TASKS FOR THIS EXERCISE:
(A) In the MCP server setup text, what name is given to the server when it is created?
(B) From the MCP server setup text, output the passage starting at "How we got there" and ending at "customers to use.", with no changes.
::: SOURCE EXTRACT
Ready to make your MCP server something your customers will actually want to use? Let's dive in.
How we got there
- Initial Setup: From Local to Remote
- The Serverless Challenge
- Technical Solution: Redis Session Store
- Production Deployment Strategies
- Monitoring and Debugging
- Performance Optimization
- The Paradigm Shift
Initial Setup: From Local to Remote
Step 1: Basic MCP Server Configuration
Start with a standard MCP server setup using FastMCP. The key is understanding the dual nature of MCP servers - they need to work both locally for development and remotely for customers to use.
import { FastMCP } from 'fastmcp';
import { z } from 'zod';
// Define your tool schemas
const CreateRequirementSchema = z.object({
message: z.string().describe("The requirement description"),
repositories: z.string().optional().describe("Comma-separated list of repos")
});
const server = new FastMCP({
name: 'braingrid-server',
version: '1.0.0'
});
// Add your tools
server.addTool({
name: 'create_requirement',
description: 'Create a new requirement in BrainGrid',
parameters: CreateRequirementSchema,
execute: async (args, context) => {
// Tool implementation
// Note: context.session contains user auth info when hosted
const apiClient = new BrainGridApiClient(config, context?.session);
return await apiClient.createRequirement(args);
}
});
// Local development (stdio transport)
::::::
::: RECORDS
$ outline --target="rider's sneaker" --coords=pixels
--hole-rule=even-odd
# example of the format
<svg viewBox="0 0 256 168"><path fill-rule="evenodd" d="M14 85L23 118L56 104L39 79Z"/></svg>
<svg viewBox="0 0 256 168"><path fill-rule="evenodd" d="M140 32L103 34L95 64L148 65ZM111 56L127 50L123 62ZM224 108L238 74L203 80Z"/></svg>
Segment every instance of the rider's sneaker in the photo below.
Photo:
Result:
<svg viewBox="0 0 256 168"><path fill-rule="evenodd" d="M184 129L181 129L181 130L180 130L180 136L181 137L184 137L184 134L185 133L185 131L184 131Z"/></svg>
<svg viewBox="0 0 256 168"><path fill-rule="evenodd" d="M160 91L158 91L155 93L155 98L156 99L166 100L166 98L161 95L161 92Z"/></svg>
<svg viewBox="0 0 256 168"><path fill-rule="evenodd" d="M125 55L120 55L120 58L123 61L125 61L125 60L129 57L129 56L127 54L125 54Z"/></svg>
::::::
SOLUTION LIST:
(A) braingrid-server

(B)
How we got there
- Initial Setup: From Local to Remote
- The Serverless Challenge
- Technical Solution: Redis Session Store
- Production Deployment Strategies
- Monitoring and Debugging
- Performance Optimization
- The Paradigm Shift
Initial Setup: From Local to Remote
Step 1: Basic MCP Server Configuration
Start with a standard MCP server setup using FastMCP. The key is understanding the dual nature of MCP servers - they need to work both locally for development and remotely for customers to use.